Recovering from a heartbreaking divorce, independent filmmaker and son-of-an-Italian-Prince Tao Ruspoli takes to the road to talk to his relatives, advice columnists, psychologists, historians, anthropologists, artists, philosophers, sex workers, sex therapists, and ordinary couples about love, sex & monogamy in our culture. What he discovers about his very unconventional family, and about the history and psychology of love and marriage leads him to question the ideal of monogamy, and the traditional family values that go with it. Featuring Diana Adams, Dan Savage, Christopher Ryan, Esther Perel.
The “traditional” values that have shaped our understanding of love, sex, and marriage are losing their hold on our culture. The last half century, in particular, has seen dramatic changes in attitudes about sex and sexuality. We no longer accept a sexual division of labor and distinct gender roles. We now aspire to a fairer distribution of social and economic power among the sexes. And we are increasingly open to alternative forms of sexuality and sexual relationships. These changes are greeted with anxiety by conservatives, who are afraid that changes to traditional views about sex, gender, and marriage will undermine the very foundations of our civilization. These changes are celebrated as liberating by progressives, who welcome a more equitable view of gender roles. Despite all these dramatic institutional changes, and despite the ongoing culture wars over sexuality, the ideal of a monogamous loving couple continues to exert a powerful influence on the popular imagination.

Material provided:

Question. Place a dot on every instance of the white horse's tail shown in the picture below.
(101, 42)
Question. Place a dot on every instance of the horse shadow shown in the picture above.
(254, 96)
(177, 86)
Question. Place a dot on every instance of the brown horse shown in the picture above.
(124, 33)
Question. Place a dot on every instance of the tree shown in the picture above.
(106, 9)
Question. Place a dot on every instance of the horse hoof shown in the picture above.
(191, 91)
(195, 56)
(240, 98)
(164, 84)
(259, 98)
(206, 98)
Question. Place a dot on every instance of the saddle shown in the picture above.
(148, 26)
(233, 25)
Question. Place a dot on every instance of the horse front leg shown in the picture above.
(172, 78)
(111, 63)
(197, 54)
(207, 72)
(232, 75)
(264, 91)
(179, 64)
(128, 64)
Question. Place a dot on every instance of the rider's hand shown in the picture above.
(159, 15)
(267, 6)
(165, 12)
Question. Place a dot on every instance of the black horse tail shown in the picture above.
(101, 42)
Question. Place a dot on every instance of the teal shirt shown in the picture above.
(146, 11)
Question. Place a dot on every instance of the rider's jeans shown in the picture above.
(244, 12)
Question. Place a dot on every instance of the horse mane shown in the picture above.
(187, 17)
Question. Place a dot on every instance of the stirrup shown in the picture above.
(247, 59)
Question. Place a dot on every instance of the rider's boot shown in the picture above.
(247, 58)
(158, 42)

Required work:
(a) Repeat word for word the part of the text on love, sex, and monogamy that opens with the words containing "Recovering from a" and closes with "Ryan, Esther Perel.".
(b) Please write what comes next in the text on love, sex, and monogamy, starting right after its last sentence.

Expected responses:
(a)
Recovering from a heartbreaking divorce, independent filmmaker and son-of-an-Italian-Prince Tao Ruspoli takes to the road to talk to his relatives, advice columnists, psychologists, historians, anthropologists, artists, philosophers, sex workers, sex therapists, and ordinary couples about love, sex & monogamy in our culture. What he discovers about his very unconventional family, and about the history and psychology of love and marriage leads him to question the ideal of monogamy, and the traditional family values that go with it. Featuring Diana Adams, Dan Savage, Christopher Ryan, Esther Perel.

(b)
What scholars understand, and what Ruspoli’s own family history illustrates, is the artificiality of modern assumptions about love, marriage, and family relations. What we today think of as the ideal — a couple in a life-long, loving, monogamous relationship — is a recent invention. Not only has our culture bought into a fictional, “just so” story about the nature of marriage, it also engages in surprisingly little rigorous thought about what a good loving relationship amounts to and what it entails. What does it really mean to be monogamous? What does a successful monogamous relationship involve? How should it deal with the inevitable changes that all human relationships undergo – for instance, from the passion of first love to the day to day demands of everyday domestic life? Or, the way children change the dynamic of personal relationships? How ought partners in a monogamous relationship deal with temptations? Can a monogamous relationship preserve passion in a satisfying way? Or does it offer a different kind of satisfaction to compensate for the loss of passion? What about alternatives to monogamy? Are they viable given the strength of the monogamous ideal in our culture?